* **TEXTO CITADO**

------------------------------------------------------------------------

MAXIMILIANO BENÍTEZ
Fraternidad.
Es la palabra que más se repite en la obra de Malraux. Es como un buque
insignia de su literatura, de su percepción de algunos de los episodios más
dramáticos y apasionantes que pueblan sus historias pero también sus vivencias.
En Melville esa hermandad se nutre de obcecación y fatalidad, como si la
conducta de sus personajes diera vueltas en círculos para acabar en el mismo
vacío. Podríamos casi afirmar que ambos comparten una misma idea de la
naturaleza humana, pero en diferentes estratos. Como si, para llegar a
comprender cabalmente la amalgama de una, debiéramos rascar hasta sangrar la
primera. En tiempos de heterodoxia simplificada, esas ideas constituyen el mapa
del comportamiento, cada vez más difuso, de estas sociedades apáticas en que jugamos
a vivir.
De las tres
grandes novelas de Malraux (La esperanza, La condición humana y Los
conquistadores), puede que esta última sea la que menos detenta ese péndulo
en que el novelista y aventurero francés hace oscilar a casi todos sus
personajes (a él mismo, en definitiva) en torno a la vigencia o inanidad de un
ideal en el fragor de la batalla o pronto a morir. Porque Malraux es consciente
del carácter absurdo de todos los sistemas, de todas las ideologías y guerras
que fecundan la condición humana, y precisamente por eso se
abraza a la fraternidad, al valor de la palabra como pilar ante el
desconcierto. Con excepción de Los conquistadores, donde, a pesar
de librarse una batalla al otro lado de la puerta, a unos metros, en toda la
ciudad, todo parece resolverse (como en las novelas más intimistas de Onetti o
en un texto cualquiera de Kafka) en una habitación cerrada, encontramos en La
condición humana y La esperanza ese vigor de tropa haciendo frente a
la incertidumbre a campo abierto, en las trincheras, en escuadrones surcando,
más que el cielo atravesado por densas nubes de humo negro, un verdadero
territorio anímico, fatal y hermoso al mismo tiempo, épico. El sentido del
absurdo expulsando al aventurero hacia fuera, hacia lo irrevocable, hacia la
contingencia. No es una mera casualidad ni capricho de lector que cite
continuamente a Dostoyevski y ensalce su relevancia y legado en la literatura y
el pensamiento desde entonces. En Melville esa batalla irreconciliable con el
devenir tiene forma de ballena blanca y capitán.

------------------------------------------------------------------------

* **INFORMACIÓN MOSTRADA**

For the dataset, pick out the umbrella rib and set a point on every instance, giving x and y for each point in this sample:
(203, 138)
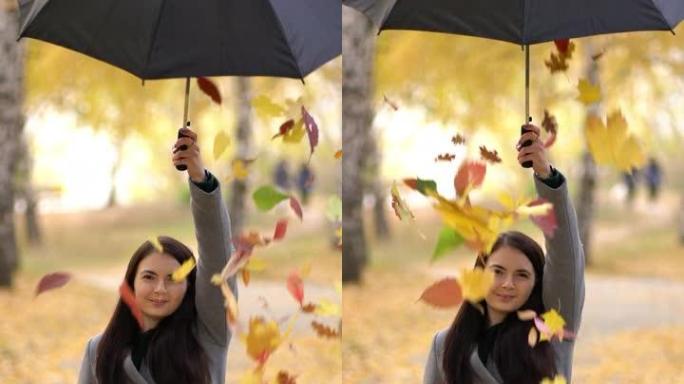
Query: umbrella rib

------------------------------------------------------------------------

* **EJERCICIOS PENDIENTES**
#1 Enumera las grandes novelas de Malraux que nombra el texto sobre Malraux y Melville.
#2 Cita literalmente el pasaje del texto sobre Malraux y Melville que comienza en las palabras "Es la palabra" y se detiene después de "también sus vivencias.".
El listado no cumple ninguna función aquí.

* **RESPUESTAS**
#1 La esperanza, La condición humana y Los conquistadores.

#2
Es la palabra que más se repite en la obra de Malraux. Es como un buque
insignia de su literatura, de su percepción de algunos de los episodios más
dramáticos y apasionantes que pueblan sus historias pero también sus vivencias.